Annotated coordinate entries
--------

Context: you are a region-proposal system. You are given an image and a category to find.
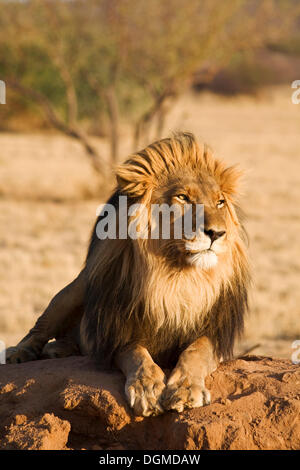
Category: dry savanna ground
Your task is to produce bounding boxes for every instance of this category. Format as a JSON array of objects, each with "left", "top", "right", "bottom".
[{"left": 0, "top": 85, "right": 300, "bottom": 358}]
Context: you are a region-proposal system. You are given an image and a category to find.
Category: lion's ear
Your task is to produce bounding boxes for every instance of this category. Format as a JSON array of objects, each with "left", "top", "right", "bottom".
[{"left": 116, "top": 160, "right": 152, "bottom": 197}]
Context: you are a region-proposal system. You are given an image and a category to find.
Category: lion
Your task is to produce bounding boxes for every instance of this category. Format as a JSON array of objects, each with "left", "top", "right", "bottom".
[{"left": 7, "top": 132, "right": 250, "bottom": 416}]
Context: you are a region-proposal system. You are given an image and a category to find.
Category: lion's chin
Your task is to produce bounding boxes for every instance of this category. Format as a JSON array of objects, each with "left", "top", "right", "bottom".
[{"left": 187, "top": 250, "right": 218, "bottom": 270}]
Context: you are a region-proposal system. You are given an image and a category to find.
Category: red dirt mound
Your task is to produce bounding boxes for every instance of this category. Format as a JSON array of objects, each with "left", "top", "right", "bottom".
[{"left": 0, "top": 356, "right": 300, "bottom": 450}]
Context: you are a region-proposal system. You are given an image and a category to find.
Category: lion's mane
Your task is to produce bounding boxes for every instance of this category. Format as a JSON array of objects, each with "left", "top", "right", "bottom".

--------

Reproduce every line of the entries above word for word, leaving out the picture.

Context: you are a region-proposal system. You are given an image and a category to find.
Category: dry savanna ground
Your task is to produce bounding boxes for every instance of this category. Format as a JSON array of objects, each with "left", "top", "right", "bottom".
[{"left": 0, "top": 85, "right": 300, "bottom": 358}]
Context: you are a region-proposal system. You are given an image and a category to find.
Category: lion's ear
Your task is to produce bounding boxes for every instance of this category. Format as a JSON array of objects, each with "left", "top", "right", "bottom".
[{"left": 116, "top": 160, "right": 152, "bottom": 197}]
Context: you are a region-proposal system. You are given an image and a category to find.
Category: lion
Your task is to produce bounding boxes for every instance of this category. Format as a JSON array of objects, each with "left", "top", "right", "bottom".
[{"left": 7, "top": 132, "right": 250, "bottom": 416}]
Context: you are a region-proposal system. You are given an image and a category to find.
Category: lion's chin
Your task is to produce bounding boxes for every instance of this category. Format as a JSON array of objects, each with "left", "top", "right", "bottom".
[{"left": 187, "top": 250, "right": 218, "bottom": 270}]
Context: you are a region-proposal system. You are given an image and a category to find.
Category: red dirt mound
Your task is to produce bounding boxes for every instance of this category. Format as a JSON array of objects, each with "left", "top", "right", "bottom".
[{"left": 0, "top": 356, "right": 300, "bottom": 450}]
Context: you are a region-proposal system. You are given an image and a category to find.
Category: lion's mane
Your task is to produce bounding boxes for every instance of this category. Format as a JSON array of objects, each with "left", "top", "right", "bottom".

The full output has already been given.